EXERCISE DETAILS:
Transcribe the data that follows precisely, omitting nothing.

━━━ SUPPLIED ENTRIES ━━━

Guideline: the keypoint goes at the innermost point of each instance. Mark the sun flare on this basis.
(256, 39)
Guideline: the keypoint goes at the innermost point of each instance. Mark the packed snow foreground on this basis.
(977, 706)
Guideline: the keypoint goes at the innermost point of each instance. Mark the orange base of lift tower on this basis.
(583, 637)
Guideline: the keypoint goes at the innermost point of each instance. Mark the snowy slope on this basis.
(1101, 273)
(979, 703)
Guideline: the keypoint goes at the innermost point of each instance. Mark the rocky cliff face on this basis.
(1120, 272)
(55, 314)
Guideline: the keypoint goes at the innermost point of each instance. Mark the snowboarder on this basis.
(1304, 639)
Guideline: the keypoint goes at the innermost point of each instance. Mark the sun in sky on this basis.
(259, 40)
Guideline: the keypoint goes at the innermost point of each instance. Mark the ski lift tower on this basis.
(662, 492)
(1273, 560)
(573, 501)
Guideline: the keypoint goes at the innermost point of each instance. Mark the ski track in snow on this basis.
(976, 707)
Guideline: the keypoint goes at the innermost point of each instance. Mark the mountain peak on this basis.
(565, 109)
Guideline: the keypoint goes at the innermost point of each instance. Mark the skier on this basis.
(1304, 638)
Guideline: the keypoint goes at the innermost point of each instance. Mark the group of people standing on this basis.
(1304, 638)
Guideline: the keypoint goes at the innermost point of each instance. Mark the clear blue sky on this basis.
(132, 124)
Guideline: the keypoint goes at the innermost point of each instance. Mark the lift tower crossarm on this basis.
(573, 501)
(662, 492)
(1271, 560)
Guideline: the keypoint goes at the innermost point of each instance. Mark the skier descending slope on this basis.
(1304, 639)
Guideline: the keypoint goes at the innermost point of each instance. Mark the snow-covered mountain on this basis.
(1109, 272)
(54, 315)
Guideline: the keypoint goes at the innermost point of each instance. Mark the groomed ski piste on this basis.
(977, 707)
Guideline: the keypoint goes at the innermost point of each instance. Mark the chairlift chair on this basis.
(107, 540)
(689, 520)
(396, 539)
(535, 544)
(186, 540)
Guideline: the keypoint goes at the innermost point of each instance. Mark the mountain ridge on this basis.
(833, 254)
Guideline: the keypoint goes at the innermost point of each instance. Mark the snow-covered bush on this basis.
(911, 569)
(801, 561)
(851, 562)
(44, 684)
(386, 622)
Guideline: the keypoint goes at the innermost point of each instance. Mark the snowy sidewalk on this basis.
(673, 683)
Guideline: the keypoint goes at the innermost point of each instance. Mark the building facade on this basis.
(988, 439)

━━━

ANSWER SECTION:
Guideline: the keypoint goes at the innermost point of each instance. Mark the sun flare on this basis.
(256, 39)
Guideline: the keypoint goes at the innermost point of each instance. Mark the packed snow foreground on this basis.
(977, 706)
Guideline: the keypoint goes at the innermost point of each instance. Mark the orange base of lift tower on this basis.
(583, 637)
Guideline: the keypoint goes at the innermost point of each instance. Mark the snowy slope on this basis.
(1101, 273)
(979, 703)
Guideline: the keypoint goes at the innermost point of each instance. Mark the rocky cliff face on this basis.
(1120, 272)
(55, 314)
Guideline: the keypoint goes at the innermost point of each instance. Mark the snowboarder on this basis.
(1304, 639)
Guideline: the keypoint goes at the innermost point of each instance. Mark the sun in sky on this basis.
(259, 40)
Guideline: the keypoint goes at the innermost point of each instance. Mark the ski lift tower on this basis.
(662, 492)
(1273, 560)
(573, 501)
Guideline: the keypoint goes at the innermost point of each instance. Mark the ski track in snow on this basis.
(976, 707)
Guideline: the keypoint goes at the innermost point of each instance. Mark the mountain peak on this basis.
(565, 109)
Guideline: the keypoint goes at the innermost point of each instance. Mark the skier on this basis.
(1304, 638)
Guideline: the keypoint goes at the innermost point of each instance. Mark the group of people standing on this basis.
(1304, 638)
Guideline: the keypoint goes at the innermost point of each instance. Mark the clear blue sky on this basis.
(132, 124)
Guideline: the keypoint goes at the innermost point of each instance. Mark the lift tower crossarm on this basis.
(573, 501)
(662, 492)
(1271, 560)
Guideline: the keypoint goes at the innermost point of each instance. Mark the skier descending slope on this basis.
(1304, 639)
Guideline: the keypoint goes at the innermost point of each instance. Mark the snow-covered mountain on this basis.
(1109, 272)
(54, 315)
Guideline: the keypoint goes at the innermost point of each instance. Mark the groomed ski piste on this basis.
(977, 707)
Guideline: the keypoint goes at the innermost point of each instance. Mark the chairlift chair on this basis.
(107, 540)
(689, 520)
(396, 539)
(535, 544)
(186, 540)
Guideline: the keypoint goes at the innermost point of each instance. Mark the mountain ridge on this basis.
(833, 254)
Guideline: the keypoint goes at the innermost point of each instance. Mark the snow-covered bush on this basis.
(911, 569)
(801, 561)
(851, 562)
(44, 684)
(386, 622)
Guideline: the keypoint goes at the innermost point of each instance. Mark the snowy sidewalk on this basis.
(673, 683)
Guideline: the keypoint goes at the innermost point of each instance. Mark the building facade on this basis.
(988, 439)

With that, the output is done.